* What the exercise asks
All of the entries should be returned without a single change.

* Stored data

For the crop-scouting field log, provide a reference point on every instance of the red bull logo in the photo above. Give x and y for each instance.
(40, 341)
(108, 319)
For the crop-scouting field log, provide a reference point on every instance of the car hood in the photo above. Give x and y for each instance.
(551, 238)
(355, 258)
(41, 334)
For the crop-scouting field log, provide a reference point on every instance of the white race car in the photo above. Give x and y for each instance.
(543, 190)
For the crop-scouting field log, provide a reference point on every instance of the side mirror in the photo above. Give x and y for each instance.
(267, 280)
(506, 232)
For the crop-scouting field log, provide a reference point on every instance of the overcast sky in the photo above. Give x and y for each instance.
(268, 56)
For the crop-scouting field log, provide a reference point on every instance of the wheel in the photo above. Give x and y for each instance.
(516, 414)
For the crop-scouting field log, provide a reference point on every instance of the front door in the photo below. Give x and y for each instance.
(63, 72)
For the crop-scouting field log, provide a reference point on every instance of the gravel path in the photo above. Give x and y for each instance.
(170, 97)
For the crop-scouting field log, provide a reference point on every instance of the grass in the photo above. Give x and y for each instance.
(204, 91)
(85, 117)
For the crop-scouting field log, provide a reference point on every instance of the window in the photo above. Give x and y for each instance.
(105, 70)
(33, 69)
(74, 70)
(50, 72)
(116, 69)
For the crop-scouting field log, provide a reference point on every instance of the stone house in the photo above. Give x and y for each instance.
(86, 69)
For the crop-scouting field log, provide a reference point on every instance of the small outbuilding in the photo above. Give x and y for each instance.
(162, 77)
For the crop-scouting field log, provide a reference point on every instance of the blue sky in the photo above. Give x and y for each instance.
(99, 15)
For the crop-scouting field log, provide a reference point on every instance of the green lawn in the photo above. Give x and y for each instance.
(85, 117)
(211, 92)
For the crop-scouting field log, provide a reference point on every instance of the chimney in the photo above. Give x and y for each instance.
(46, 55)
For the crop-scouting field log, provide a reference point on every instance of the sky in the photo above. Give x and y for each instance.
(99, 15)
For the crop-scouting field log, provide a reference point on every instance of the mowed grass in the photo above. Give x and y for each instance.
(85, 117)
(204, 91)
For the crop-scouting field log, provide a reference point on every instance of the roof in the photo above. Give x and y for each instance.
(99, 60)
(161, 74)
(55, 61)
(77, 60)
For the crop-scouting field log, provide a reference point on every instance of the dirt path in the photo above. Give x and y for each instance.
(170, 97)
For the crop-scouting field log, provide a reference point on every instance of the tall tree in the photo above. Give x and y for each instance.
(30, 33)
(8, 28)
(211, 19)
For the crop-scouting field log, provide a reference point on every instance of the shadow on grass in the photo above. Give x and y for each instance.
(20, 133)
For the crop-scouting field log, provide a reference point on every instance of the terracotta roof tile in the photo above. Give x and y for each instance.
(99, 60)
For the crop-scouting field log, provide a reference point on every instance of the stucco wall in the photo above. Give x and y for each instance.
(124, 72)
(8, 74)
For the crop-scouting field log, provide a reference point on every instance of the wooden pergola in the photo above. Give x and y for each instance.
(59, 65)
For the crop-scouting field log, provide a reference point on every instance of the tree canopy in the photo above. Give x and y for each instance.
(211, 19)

* Solution to this problem
For the crop-scouting field log, provide a reference point on every instance of the red bull logo in the photo above. Give x and y for each instance.
(40, 341)
(108, 319)
For the crop-scouting field log, provide a reference point on every instance of the car hood in the photo above. Give x and y for each instance.
(551, 238)
(355, 258)
(41, 334)
For the crop-scouting field log, provide a reference point on every instance of the white race car in the photo above. Give x and y for each instance.
(543, 190)
For the crop-scouting field log, provide a reference point on every instance of the side mirror in the photo above. Give x and y for each instance.
(267, 280)
(506, 232)
For the crop-scouting field log, provide a reference point on every instance of the overcast sky in the photo above. Give x and y for each instance.
(268, 56)
For the crop-scouting field log, provide a reference point on every instance of the wheel in the photo above. Give x and y for each instance.
(516, 414)
For the crop-scouting field log, provide a reference point on every instance of the front door in the photo below. Give x and y for each instance.
(63, 72)
For the crop-scouting field log, provide a reference point on every instance of the gravel path in the photo above. Give x and y for each instance.
(170, 97)
For the crop-scouting field log, provide a reference point on every instance of the grass in the photo above. Give x and y for each instance.
(204, 91)
(85, 117)
For the crop-scouting field log, provide a reference point on every instance of the window in the photo above. Give x and y for each instance.
(105, 70)
(33, 69)
(74, 70)
(50, 72)
(116, 69)
For the crop-scouting field log, provide a reference point on every instance of the stone house in the photo above. Give x and y for each instance.
(86, 69)
For the crop-scouting field log, provide a reference point on every instance of the small outbuilding in the photo above. Give x and y for each instance.
(162, 77)
For the crop-scouting field log, provide a reference point on every instance of the blue sky in the photo above. Give x and y for each instance.
(99, 15)
For the crop-scouting field log, provide a reference point on every instance of the green lawn in the photo above. Give x and y for each instance.
(85, 117)
(211, 92)
For the crop-scouting field log, provide a reference point on every instance of the chimney in the photo above. Give x and y for each instance.
(46, 55)
For the crop-scouting field log, provide a reference point on every instance of the sky in the photo above. Give x and y for each instance.
(99, 15)
For the crop-scouting field log, provide a reference point on every instance of the mowed grass in the photo above. Give x and y for each instance.
(85, 117)
(204, 91)
For the crop-scouting field log, provide a reference point on every instance of the roof in the photo above. Give x and y for each instance.
(99, 60)
(161, 74)
(55, 61)
(77, 60)
For the crop-scouting field log, provide a reference point on every instance of the dirt path in the photo above. Give x and y for each instance.
(170, 97)
For the crop-scouting field log, provide a reference point on every instance of the tall tree in the photo above. Give x and y for each instance.
(30, 33)
(8, 28)
(211, 19)
For the crop-scouting field log, provide a reference point on every instance of the shadow on grass in the photo above. Give x and y for each instance.
(20, 133)
For the crop-scouting field log, provide a reference point on every instance of the terracotta roof tile in the photo above. Give x and y for each instance.
(99, 60)
For the crop-scouting field log, provide a reference point on every instance of the stucco wall in the photo above. Give x and y for each instance.
(124, 72)
(8, 74)
For the crop-scouting field log, provide a reference point on every instance of the wooden pergola in the photo above. Give x and y for each instance.
(59, 65)
For the crop-scouting field log, provide a reference point on every instance of the tree canopy in the photo above. Give x and y for each instance.
(211, 19)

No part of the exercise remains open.